====== Texto de origem

Isso significa dizer que uma autuação tributária não está limitada pelo artigo 1º, § 1º da Lei 9.873/99. A bem da verdade, a ausência de previsão de incidência da prescrição intercorrente para infrações tributárias, no âmbito do processo administrativo fiscal (regido pelo Decreto 70.235/77), levou o Superior Tribunal de Justiça a concluir pela inaplicabilidade da prescrição intercorrente para o processo administrativo de lançamento e imposição de multa tributários (vide REsp nº 1.113.959/RJ, acórdão publicado em 11/3/2010).

Diante de tal posição do Superior Tribunal de Justiça, nasceu nova controvérsia relacionada ao processo administrativo fiscal de crédito não tributário, mas igualmente regido pelo Decreto 70.235/77 (artigo 7º, inciso III), como é o caso das infrações aduaneiras. Estariam elas, uma vez que os parâmetros processuais de sua apuração se encontram submetidos ao Decreto 70.235/77, livres da prescrição intercorrente — como ocorre com as autuações tributárias?

Foi esta interpretação defendida pela União — Fazenda Pública nos autos do Recursos Especiais Repetitivos nº 2147578 e 2147583, em cujos acórdãos foi fixada a tese do Tema Repetitivo 1293, com a seguinte redação:

“1. Incide a prescrição intercorrente prevista no art. 1º, § 1º, da Lei 9.873/1999 quando paralisado o processo administrativo de apuração de infrações aduaneiras, de natureza não tributária, por mais de 3 anos.

2. A natureza jurídica do crédito correspondente à sanção pela infração à legislação aduaneira é de direito administrativo (não tributário) se a norma infringida visa primordialmente ao controle do trânsito internacional de mercadorias ou à regularidade do serviço aduaneiro, ainda que, reflexamente, possa colaborar para a fiscalização do recolhimento dos tributos incidentes sobre a operação.

3. Não incidirá o art. 1º, § 1º, da Lei 9.873/99 apenas se a obrigação descumprida, embora inserida em ambiente aduaneiro, destinar-se direta e imediatamente à arrecadação ou à fiscalização dos tributos incidentes sobre o negócio jurídico realizado.”

============
====== Material fornecido

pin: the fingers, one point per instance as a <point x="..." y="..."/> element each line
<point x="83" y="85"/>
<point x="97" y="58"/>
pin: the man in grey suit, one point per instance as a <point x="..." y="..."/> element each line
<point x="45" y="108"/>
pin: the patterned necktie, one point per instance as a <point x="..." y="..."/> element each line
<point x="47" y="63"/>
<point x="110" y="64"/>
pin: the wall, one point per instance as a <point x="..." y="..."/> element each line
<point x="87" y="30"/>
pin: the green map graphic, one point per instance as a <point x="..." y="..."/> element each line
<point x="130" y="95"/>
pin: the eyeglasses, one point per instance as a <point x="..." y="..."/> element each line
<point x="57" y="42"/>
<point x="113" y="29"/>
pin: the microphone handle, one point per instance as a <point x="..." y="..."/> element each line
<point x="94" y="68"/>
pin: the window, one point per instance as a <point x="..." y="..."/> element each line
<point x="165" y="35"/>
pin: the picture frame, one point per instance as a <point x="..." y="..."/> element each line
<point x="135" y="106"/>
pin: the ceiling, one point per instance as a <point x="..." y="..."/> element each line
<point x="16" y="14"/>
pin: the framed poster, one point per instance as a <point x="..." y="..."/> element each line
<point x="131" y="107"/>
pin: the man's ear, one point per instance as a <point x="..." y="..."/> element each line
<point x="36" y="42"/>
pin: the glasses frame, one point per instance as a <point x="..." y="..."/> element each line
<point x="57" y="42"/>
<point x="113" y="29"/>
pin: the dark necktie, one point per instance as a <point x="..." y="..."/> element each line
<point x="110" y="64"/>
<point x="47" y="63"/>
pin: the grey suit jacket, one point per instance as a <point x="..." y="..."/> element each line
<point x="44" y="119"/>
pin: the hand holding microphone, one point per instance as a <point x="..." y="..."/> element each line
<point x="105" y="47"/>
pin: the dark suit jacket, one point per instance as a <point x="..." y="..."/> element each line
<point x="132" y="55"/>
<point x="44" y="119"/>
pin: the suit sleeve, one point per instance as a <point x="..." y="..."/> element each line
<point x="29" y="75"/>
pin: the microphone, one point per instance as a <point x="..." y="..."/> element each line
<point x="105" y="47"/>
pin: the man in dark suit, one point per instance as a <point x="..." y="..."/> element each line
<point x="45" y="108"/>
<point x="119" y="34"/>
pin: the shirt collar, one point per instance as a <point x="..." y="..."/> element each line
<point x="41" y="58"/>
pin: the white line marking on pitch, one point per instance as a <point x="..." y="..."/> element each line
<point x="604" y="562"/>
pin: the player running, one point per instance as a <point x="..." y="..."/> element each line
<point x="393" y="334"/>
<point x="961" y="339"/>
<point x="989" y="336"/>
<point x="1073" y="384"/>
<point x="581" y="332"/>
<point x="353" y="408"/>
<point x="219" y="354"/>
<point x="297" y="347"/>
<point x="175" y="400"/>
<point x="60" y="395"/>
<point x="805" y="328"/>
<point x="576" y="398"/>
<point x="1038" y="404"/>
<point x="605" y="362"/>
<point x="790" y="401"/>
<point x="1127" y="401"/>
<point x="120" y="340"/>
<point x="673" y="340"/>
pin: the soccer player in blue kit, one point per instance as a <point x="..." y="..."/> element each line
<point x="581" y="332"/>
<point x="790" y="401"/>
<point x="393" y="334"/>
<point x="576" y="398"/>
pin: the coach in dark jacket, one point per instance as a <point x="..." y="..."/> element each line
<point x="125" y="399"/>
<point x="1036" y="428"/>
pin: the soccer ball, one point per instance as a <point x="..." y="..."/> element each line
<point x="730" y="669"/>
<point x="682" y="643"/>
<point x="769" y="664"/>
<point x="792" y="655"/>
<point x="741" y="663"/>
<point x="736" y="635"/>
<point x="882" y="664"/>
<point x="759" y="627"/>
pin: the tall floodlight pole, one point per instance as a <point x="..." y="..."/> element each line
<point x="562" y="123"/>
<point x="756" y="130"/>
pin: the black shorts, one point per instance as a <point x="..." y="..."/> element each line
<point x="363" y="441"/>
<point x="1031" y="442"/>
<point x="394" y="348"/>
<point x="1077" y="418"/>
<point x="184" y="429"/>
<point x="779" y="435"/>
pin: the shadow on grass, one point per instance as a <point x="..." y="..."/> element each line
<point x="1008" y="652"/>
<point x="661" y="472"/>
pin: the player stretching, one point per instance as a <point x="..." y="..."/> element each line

============

■ Requisitos:
1. Transcreva literalmente o trecho do texto de origem começando em "Diante de tal" e seguindo até "mais de 3 anos.".
2. Liste todos os números de recursos especiais citados no texto de origem.

■ Respostas às tarefas:
1.
Diante de tal posição do Superior Tribunal de Justiça, nasceu nova controvérsia relacionada ao processo administrativo fiscal de crédito não tributário, mas igualmente regido pelo Decreto 70.235/77 (artigo 7º, inciso III), como é o caso das infrações aduaneiras. Estariam elas, uma vez que os parâmetros processuais de sua apuração se encontram submetidos ao Decreto 70.235/77, livres da prescrição intercorrente — como ocorre com as autuações tributárias?

Foi esta interpretação defendida pela União — Fazenda Pública nos autos do Recursos Especiais Repetitivos nº 2147578 e 2147583, em cujos acórdãos foi fixada a tese do Tema Repetitivo 1293, com a seguinte redação:

“1. Incide a prescrição intercorrente prevista no art. 1º, § 1º, da Lei 9.873/1999 quando paralisado o processo administrativo de apuração de infrações aduaneiras, de natureza não tributária, por mais de 3 anos.

2.
- REsp nº 1.113.959/RJ
- 2147578
- 2147583